Source data -

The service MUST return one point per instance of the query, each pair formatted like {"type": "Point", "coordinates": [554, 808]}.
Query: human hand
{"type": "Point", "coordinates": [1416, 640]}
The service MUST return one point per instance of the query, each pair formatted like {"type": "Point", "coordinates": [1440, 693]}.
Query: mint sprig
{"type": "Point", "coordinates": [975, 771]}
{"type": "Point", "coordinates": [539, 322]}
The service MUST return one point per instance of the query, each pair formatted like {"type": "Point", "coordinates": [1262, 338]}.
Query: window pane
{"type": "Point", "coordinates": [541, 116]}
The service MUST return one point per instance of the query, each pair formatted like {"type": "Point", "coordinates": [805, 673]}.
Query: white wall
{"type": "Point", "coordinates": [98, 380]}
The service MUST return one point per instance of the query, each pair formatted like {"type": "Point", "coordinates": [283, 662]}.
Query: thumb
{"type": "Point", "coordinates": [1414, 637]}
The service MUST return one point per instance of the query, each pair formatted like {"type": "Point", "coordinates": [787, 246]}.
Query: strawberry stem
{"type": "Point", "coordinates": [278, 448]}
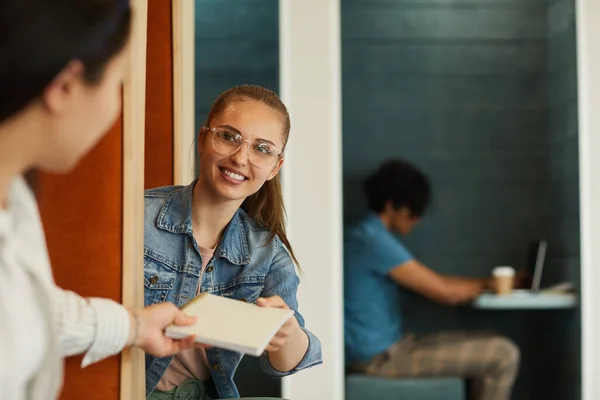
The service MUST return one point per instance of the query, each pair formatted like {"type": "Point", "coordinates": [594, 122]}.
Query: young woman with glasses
{"type": "Point", "coordinates": [225, 234]}
{"type": "Point", "coordinates": [61, 69]}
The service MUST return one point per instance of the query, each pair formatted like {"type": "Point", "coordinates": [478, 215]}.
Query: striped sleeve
{"type": "Point", "coordinates": [98, 327]}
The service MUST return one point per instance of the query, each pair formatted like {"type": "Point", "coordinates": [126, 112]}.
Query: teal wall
{"type": "Point", "coordinates": [481, 95]}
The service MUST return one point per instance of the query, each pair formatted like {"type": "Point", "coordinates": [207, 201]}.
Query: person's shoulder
{"type": "Point", "coordinates": [252, 227]}
{"type": "Point", "coordinates": [161, 192]}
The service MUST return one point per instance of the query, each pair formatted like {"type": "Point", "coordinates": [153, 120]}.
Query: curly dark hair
{"type": "Point", "coordinates": [401, 183]}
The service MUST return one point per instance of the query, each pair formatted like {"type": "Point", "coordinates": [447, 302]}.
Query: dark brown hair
{"type": "Point", "coordinates": [265, 206]}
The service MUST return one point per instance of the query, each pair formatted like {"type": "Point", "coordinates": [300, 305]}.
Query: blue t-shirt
{"type": "Point", "coordinates": [372, 300]}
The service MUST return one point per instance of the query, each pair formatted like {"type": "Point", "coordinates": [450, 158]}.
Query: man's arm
{"type": "Point", "coordinates": [448, 290]}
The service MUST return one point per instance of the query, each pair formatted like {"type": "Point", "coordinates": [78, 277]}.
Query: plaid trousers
{"type": "Point", "coordinates": [491, 361]}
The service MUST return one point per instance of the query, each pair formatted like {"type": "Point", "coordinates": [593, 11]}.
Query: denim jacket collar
{"type": "Point", "coordinates": [176, 216]}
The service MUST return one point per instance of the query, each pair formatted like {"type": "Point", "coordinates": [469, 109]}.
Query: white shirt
{"type": "Point", "coordinates": [41, 323]}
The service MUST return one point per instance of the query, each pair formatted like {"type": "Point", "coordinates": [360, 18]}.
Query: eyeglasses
{"type": "Point", "coordinates": [228, 141]}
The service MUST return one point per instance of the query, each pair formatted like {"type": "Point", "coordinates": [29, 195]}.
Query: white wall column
{"type": "Point", "coordinates": [312, 177]}
{"type": "Point", "coordinates": [588, 49]}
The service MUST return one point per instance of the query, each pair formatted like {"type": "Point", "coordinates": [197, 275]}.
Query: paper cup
{"type": "Point", "coordinates": [504, 277]}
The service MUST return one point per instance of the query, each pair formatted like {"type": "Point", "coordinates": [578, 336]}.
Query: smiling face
{"type": "Point", "coordinates": [234, 177]}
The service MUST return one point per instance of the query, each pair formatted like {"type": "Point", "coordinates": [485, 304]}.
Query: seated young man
{"type": "Point", "coordinates": [378, 269]}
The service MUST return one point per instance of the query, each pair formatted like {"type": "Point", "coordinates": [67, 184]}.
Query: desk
{"type": "Point", "coordinates": [525, 300]}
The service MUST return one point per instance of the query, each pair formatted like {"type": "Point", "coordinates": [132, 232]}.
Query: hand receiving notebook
{"type": "Point", "coordinates": [231, 324]}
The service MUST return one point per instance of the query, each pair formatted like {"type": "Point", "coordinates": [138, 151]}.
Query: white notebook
{"type": "Point", "coordinates": [231, 324]}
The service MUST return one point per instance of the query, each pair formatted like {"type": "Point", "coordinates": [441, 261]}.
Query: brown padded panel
{"type": "Point", "coordinates": [159, 96]}
{"type": "Point", "coordinates": [82, 214]}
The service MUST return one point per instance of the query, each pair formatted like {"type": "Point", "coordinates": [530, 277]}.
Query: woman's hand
{"type": "Point", "coordinates": [148, 329]}
{"type": "Point", "coordinates": [290, 326]}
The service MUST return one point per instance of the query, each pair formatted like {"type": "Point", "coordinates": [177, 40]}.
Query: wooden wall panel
{"type": "Point", "coordinates": [159, 96]}
{"type": "Point", "coordinates": [82, 214]}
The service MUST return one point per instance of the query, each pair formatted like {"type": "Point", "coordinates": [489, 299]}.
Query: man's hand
{"type": "Point", "coordinates": [148, 329]}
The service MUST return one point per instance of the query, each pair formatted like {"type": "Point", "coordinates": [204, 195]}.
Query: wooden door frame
{"type": "Point", "coordinates": [183, 18]}
{"type": "Point", "coordinates": [133, 376]}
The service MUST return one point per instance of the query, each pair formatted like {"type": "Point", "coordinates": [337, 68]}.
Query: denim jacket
{"type": "Point", "coordinates": [245, 266]}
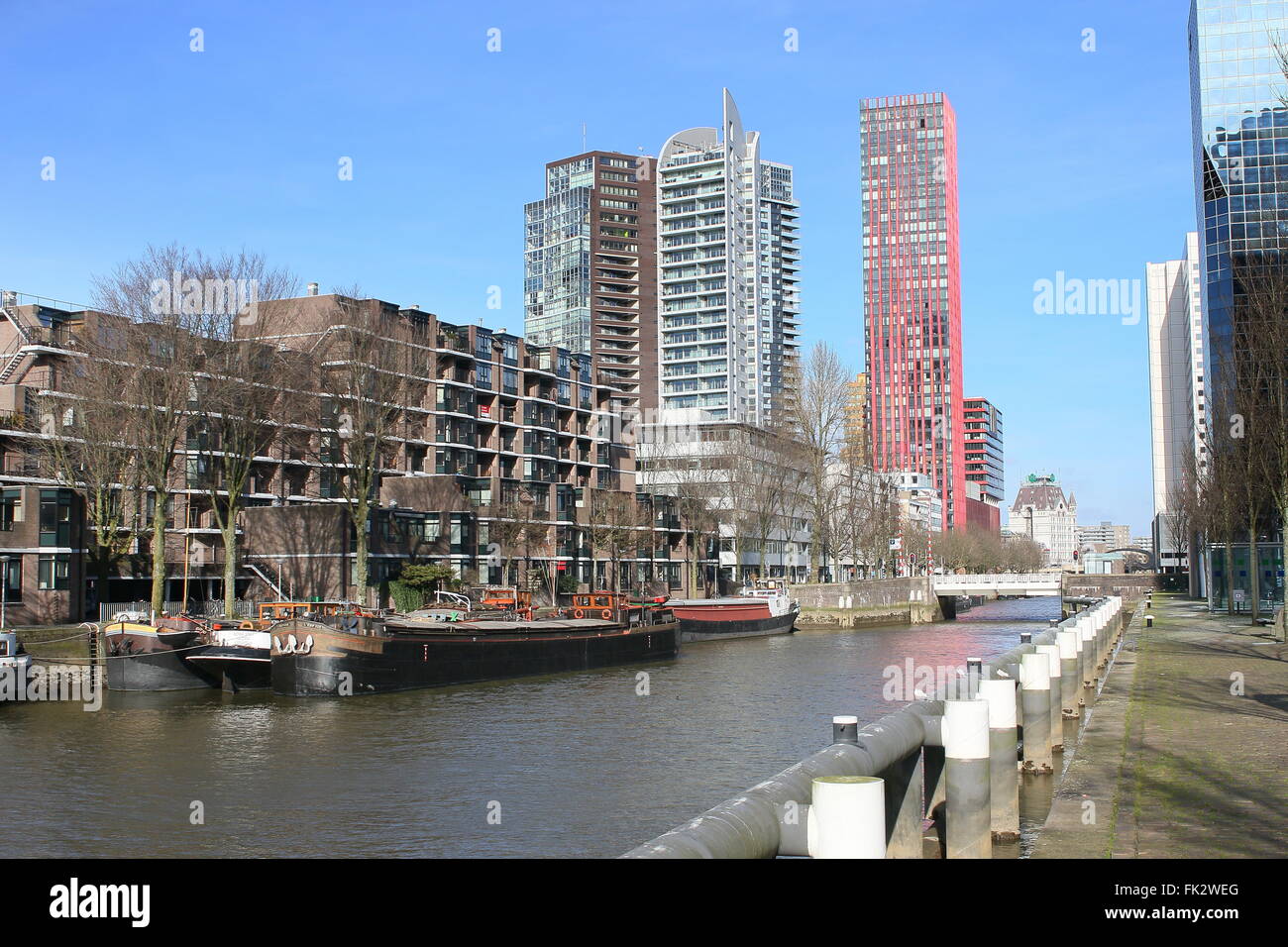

Task prompt -
Please pick out each line in the items above that contains the word "wooden", and copy those lines in full.

Complete answer -
Query: wooden wall panel
Query: wooden door frame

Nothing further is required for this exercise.